**To be done:** Add 27 to both the x and y coordinate of every answer point in the rows below, from the line holding "Could you point to every instance of the bottle" through the line holding "<point>35,96</point>", inclusive. Return all of those lines, requests included, with only the coordinates changed.
-=-=-
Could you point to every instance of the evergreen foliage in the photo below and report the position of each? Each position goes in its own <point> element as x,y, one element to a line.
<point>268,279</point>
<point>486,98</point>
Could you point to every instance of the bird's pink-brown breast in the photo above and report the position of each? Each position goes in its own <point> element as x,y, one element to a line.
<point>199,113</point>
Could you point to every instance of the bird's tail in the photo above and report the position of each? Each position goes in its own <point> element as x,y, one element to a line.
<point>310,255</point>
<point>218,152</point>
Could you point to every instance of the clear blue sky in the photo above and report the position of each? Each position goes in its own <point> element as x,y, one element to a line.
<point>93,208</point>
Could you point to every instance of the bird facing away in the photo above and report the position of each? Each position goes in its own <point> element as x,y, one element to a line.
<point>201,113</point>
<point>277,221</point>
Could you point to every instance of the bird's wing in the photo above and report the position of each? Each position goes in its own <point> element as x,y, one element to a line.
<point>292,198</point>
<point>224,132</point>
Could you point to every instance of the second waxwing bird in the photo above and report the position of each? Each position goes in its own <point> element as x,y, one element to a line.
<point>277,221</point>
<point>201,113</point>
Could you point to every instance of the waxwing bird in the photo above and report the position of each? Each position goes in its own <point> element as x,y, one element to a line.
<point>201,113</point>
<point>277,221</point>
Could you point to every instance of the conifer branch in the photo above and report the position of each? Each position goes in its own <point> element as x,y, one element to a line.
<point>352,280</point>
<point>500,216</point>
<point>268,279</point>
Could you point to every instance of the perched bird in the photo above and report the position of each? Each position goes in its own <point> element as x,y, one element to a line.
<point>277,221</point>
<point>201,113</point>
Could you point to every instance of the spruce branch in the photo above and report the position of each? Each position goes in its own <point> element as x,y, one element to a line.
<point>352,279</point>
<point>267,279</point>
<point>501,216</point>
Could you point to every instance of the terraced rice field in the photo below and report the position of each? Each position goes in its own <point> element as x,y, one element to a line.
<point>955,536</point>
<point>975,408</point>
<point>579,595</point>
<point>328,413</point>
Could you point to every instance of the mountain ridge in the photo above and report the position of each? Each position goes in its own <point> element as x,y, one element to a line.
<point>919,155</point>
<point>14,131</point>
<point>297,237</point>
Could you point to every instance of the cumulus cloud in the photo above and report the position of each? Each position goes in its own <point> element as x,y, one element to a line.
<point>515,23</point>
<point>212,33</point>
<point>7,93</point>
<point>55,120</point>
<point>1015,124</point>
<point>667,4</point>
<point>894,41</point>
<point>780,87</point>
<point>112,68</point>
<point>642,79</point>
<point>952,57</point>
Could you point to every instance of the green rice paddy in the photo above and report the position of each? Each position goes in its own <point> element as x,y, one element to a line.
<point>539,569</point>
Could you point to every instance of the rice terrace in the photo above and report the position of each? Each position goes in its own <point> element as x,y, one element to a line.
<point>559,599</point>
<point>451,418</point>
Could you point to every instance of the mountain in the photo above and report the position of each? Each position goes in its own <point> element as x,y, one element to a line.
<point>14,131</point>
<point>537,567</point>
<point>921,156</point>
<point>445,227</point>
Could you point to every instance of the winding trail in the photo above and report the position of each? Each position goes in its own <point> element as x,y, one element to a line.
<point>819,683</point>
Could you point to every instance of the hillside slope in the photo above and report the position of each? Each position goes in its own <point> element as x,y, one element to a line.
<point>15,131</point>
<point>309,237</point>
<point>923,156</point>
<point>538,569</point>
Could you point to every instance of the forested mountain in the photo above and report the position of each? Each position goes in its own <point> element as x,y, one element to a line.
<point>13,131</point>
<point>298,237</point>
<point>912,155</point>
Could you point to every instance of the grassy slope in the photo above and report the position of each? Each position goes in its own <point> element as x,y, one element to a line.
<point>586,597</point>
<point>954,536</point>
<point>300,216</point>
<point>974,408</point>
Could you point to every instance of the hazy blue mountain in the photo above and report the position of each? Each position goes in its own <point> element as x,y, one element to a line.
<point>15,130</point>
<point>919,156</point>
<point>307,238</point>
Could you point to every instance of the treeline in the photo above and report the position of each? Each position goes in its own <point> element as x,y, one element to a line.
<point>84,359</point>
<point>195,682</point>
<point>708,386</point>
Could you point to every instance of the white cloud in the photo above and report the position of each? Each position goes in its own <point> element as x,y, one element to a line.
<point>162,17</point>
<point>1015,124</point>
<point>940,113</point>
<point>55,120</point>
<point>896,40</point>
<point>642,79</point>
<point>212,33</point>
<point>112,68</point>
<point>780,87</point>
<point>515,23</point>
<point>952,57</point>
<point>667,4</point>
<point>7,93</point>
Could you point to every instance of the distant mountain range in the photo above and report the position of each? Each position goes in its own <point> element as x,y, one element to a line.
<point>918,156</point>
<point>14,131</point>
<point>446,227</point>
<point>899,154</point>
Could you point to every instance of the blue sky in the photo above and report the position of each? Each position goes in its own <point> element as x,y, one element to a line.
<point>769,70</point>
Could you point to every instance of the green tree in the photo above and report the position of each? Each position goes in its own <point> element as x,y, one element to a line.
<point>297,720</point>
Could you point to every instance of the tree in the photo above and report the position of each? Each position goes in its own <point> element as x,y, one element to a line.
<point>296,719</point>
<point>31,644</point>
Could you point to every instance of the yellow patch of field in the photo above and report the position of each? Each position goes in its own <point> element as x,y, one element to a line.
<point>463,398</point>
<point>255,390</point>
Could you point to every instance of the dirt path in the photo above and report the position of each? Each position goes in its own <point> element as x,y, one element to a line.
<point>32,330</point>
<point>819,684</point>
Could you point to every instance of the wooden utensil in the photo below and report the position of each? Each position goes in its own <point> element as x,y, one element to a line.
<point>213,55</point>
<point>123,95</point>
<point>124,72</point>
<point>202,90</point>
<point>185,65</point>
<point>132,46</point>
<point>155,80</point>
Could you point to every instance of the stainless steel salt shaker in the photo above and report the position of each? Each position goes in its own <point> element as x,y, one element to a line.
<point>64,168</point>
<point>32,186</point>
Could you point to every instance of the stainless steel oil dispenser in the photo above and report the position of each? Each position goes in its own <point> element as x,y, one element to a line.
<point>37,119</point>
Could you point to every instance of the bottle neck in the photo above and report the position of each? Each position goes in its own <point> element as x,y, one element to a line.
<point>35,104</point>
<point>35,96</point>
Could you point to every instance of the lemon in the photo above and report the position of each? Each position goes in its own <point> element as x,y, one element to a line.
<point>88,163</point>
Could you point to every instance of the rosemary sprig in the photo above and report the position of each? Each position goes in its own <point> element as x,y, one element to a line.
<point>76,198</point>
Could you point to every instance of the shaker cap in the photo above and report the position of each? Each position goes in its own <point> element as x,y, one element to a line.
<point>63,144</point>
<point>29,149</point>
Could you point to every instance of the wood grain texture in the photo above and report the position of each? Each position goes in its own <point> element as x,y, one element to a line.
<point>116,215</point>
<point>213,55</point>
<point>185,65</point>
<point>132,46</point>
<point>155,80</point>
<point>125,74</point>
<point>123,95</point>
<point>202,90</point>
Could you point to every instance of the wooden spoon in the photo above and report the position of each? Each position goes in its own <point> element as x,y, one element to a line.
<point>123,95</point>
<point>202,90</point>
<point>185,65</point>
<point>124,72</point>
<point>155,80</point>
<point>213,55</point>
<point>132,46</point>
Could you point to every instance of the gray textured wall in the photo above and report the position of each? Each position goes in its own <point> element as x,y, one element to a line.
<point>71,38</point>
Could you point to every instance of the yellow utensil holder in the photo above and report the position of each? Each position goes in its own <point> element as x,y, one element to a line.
-=-=-
**Solved problem:**
Could you point to every instance of the bottle neck in the photo above and report the position of each? Each position goes in its own <point> element as x,y, one element to a line.
<point>62,131</point>
<point>62,123</point>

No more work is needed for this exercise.